### Description of the task
Wherever the string "rice" appears in the records, return the line that holds it.

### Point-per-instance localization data
○ ○ ○ ○ ○ ○ ○

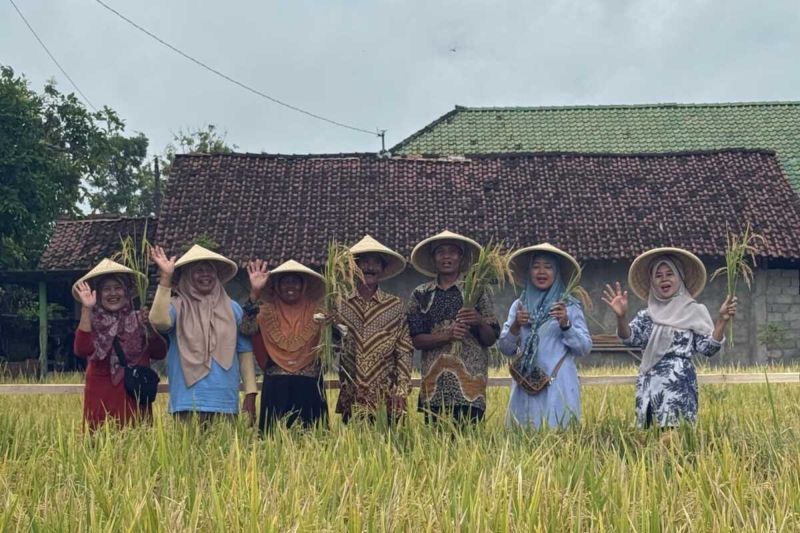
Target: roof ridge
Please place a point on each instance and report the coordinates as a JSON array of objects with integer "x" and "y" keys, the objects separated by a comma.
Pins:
[{"x": 661, "y": 105}]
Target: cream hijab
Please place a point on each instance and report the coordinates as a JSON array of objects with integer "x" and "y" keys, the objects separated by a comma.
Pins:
[
  {"x": 205, "y": 327},
  {"x": 678, "y": 312}
]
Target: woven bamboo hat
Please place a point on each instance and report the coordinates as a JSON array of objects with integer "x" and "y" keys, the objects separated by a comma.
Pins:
[
  {"x": 314, "y": 280},
  {"x": 395, "y": 263},
  {"x": 226, "y": 269},
  {"x": 520, "y": 262},
  {"x": 422, "y": 254},
  {"x": 103, "y": 268},
  {"x": 694, "y": 272}
]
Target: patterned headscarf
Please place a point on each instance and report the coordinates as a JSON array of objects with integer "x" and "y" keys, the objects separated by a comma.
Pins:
[
  {"x": 538, "y": 303},
  {"x": 678, "y": 312},
  {"x": 123, "y": 324}
]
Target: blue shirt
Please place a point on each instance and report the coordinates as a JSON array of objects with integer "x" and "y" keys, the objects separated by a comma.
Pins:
[
  {"x": 559, "y": 404},
  {"x": 218, "y": 391}
]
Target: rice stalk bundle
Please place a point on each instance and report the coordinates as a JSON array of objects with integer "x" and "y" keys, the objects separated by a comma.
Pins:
[
  {"x": 575, "y": 290},
  {"x": 341, "y": 276},
  {"x": 134, "y": 253},
  {"x": 491, "y": 267},
  {"x": 740, "y": 258}
]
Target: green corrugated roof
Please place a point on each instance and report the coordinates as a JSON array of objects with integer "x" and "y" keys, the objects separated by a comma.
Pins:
[{"x": 615, "y": 129}]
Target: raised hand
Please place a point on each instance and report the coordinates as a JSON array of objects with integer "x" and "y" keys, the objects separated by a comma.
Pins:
[
  {"x": 87, "y": 296},
  {"x": 166, "y": 265},
  {"x": 728, "y": 309},
  {"x": 616, "y": 299},
  {"x": 259, "y": 275}
]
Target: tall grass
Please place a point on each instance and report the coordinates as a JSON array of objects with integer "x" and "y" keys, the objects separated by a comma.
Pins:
[
  {"x": 490, "y": 269},
  {"x": 341, "y": 275},
  {"x": 135, "y": 254},
  {"x": 740, "y": 258},
  {"x": 737, "y": 471}
]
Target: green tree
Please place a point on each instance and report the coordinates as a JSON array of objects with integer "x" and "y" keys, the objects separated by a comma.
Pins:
[
  {"x": 204, "y": 140},
  {"x": 45, "y": 148}
]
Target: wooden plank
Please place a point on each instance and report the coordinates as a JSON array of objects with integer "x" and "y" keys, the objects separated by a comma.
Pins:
[
  {"x": 332, "y": 384},
  {"x": 42, "y": 328}
]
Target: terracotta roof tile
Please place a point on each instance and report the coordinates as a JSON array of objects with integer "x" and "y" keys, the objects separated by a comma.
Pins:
[
  {"x": 82, "y": 243},
  {"x": 596, "y": 206}
]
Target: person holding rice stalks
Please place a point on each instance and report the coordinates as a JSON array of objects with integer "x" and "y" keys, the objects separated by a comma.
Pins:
[
  {"x": 286, "y": 338},
  {"x": 375, "y": 360},
  {"x": 208, "y": 355},
  {"x": 453, "y": 381},
  {"x": 545, "y": 330},
  {"x": 672, "y": 329},
  {"x": 112, "y": 334}
]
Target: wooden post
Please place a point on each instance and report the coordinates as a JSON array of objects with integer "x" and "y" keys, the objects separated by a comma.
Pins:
[{"x": 42, "y": 329}]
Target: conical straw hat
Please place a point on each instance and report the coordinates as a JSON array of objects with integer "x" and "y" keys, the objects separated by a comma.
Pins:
[
  {"x": 395, "y": 263},
  {"x": 104, "y": 267},
  {"x": 314, "y": 280},
  {"x": 694, "y": 272},
  {"x": 520, "y": 262},
  {"x": 226, "y": 269},
  {"x": 422, "y": 254}
]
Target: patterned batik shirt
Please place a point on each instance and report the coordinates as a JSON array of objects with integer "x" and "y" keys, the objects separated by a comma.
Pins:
[
  {"x": 375, "y": 356},
  {"x": 449, "y": 379},
  {"x": 667, "y": 393},
  {"x": 251, "y": 328}
]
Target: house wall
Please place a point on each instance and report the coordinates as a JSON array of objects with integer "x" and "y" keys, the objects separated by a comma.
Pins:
[{"x": 774, "y": 298}]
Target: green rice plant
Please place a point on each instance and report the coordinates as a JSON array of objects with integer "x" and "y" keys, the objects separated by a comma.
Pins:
[
  {"x": 490, "y": 269},
  {"x": 341, "y": 275},
  {"x": 135, "y": 254},
  {"x": 573, "y": 289},
  {"x": 740, "y": 258}
]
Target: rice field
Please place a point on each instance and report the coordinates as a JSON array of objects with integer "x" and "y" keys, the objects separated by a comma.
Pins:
[{"x": 738, "y": 470}]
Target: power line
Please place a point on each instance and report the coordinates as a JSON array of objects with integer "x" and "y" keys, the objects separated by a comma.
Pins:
[
  {"x": 64, "y": 72},
  {"x": 379, "y": 133}
]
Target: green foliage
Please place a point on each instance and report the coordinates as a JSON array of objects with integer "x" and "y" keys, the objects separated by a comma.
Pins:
[
  {"x": 204, "y": 240},
  {"x": 204, "y": 140},
  {"x": 53, "y": 154}
]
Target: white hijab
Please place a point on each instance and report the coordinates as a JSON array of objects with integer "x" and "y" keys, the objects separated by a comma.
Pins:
[{"x": 678, "y": 312}]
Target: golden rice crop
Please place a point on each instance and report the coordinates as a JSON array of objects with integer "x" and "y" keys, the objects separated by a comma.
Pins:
[{"x": 738, "y": 470}]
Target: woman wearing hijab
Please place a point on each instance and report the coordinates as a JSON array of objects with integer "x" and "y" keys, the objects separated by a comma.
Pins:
[
  {"x": 547, "y": 330},
  {"x": 280, "y": 317},
  {"x": 203, "y": 327},
  {"x": 108, "y": 318},
  {"x": 672, "y": 329}
]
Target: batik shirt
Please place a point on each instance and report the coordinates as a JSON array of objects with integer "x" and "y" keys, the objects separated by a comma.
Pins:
[
  {"x": 375, "y": 354},
  {"x": 251, "y": 328},
  {"x": 450, "y": 379}
]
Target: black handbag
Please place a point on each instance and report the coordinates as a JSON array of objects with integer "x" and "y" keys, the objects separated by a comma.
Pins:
[
  {"x": 535, "y": 380},
  {"x": 141, "y": 382}
]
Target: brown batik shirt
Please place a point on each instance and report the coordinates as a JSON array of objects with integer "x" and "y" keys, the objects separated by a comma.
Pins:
[
  {"x": 375, "y": 356},
  {"x": 450, "y": 379}
]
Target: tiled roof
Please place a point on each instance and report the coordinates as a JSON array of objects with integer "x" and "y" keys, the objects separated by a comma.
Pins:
[
  {"x": 82, "y": 243},
  {"x": 616, "y": 129},
  {"x": 595, "y": 206}
]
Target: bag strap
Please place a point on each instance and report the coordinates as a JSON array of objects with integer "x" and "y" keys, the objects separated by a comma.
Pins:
[
  {"x": 558, "y": 366},
  {"x": 120, "y": 353}
]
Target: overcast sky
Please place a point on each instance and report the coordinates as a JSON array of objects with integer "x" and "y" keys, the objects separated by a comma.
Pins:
[{"x": 397, "y": 65}]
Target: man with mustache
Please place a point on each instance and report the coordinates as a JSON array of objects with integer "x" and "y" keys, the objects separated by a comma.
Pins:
[
  {"x": 453, "y": 383},
  {"x": 375, "y": 364}
]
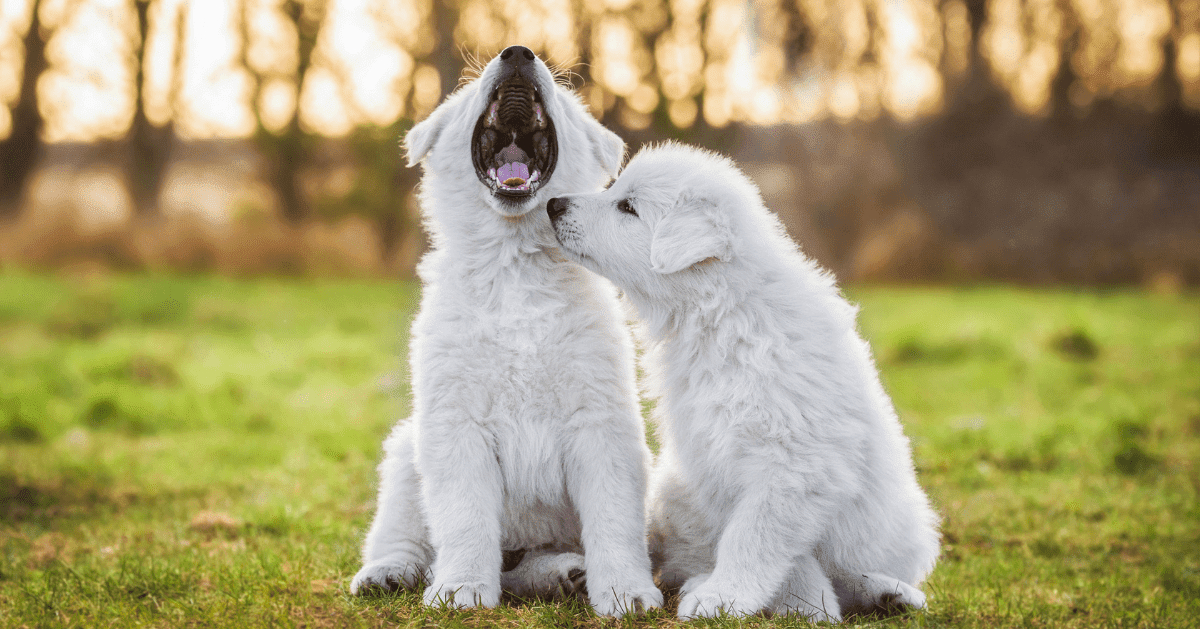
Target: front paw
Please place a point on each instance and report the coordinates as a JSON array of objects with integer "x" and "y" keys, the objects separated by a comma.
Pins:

○ ○ ○ ○ ○ ○ ○

### Task solution
Target: rice stalk bundle
Target: person holding rice stalks
Target: green rice plant
Target: rice field
Target: golden rice crop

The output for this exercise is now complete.